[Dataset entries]
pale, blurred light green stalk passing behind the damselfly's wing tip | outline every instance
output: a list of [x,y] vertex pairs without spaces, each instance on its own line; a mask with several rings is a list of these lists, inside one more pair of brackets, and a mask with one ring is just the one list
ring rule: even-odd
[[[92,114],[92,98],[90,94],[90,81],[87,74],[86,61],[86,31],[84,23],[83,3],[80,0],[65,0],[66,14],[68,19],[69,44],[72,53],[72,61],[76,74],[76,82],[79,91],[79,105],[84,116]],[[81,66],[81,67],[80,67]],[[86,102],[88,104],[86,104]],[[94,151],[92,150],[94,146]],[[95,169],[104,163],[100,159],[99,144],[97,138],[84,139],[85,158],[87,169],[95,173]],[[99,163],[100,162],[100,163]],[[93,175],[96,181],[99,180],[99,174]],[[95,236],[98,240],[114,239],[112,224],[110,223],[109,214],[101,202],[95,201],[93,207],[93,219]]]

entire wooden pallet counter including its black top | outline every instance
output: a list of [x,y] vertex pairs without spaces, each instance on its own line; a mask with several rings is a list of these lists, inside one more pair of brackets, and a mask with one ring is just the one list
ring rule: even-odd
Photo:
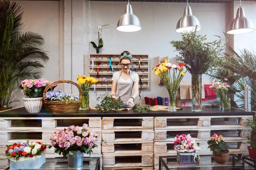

Description of the task:
Your copy of the data should match it exactly, apart from the images, which are omitted.

Exercise response:
pale, blurred light green stalk passing behind the damselfly's wing tip | outline every instance
output: a list of [x,y] vertex pairs without spaces, each instance on its own line; a mask with several rings is a list of these lists, inside one more pair of brackets, and a mask with one ring is just the one list
ring rule: even-odd
[[[92,114],[92,98],[90,94],[90,81],[87,74],[86,61],[86,31],[84,23],[83,3],[80,0],[65,0],[66,14],[68,19],[69,44],[72,53],[72,61],[76,74],[76,82],[79,91],[79,105],[84,116]],[[81,66],[81,67],[80,67]],[[86,102],[88,104],[86,104]],[[94,151],[92,150],[94,146]],[[95,169],[104,163],[100,159],[99,144],[97,138],[84,139],[85,158],[87,169],[95,173]],[[99,163],[100,162],[100,163]],[[93,175],[96,181],[99,180],[99,174]],[[95,236],[98,240],[114,239],[112,224],[110,223],[109,214],[101,202],[95,201],[93,207],[93,219]]]

entire wooden pallet counter including its black top | outline every instance
output: a list of [x,y] vertex pairs without spaces, each instance on its own line; a mask with several rings is a list of these lists, inside one more pair of brackets, and a mask with one ring is just the one list
ring rule: even-odd
Photo:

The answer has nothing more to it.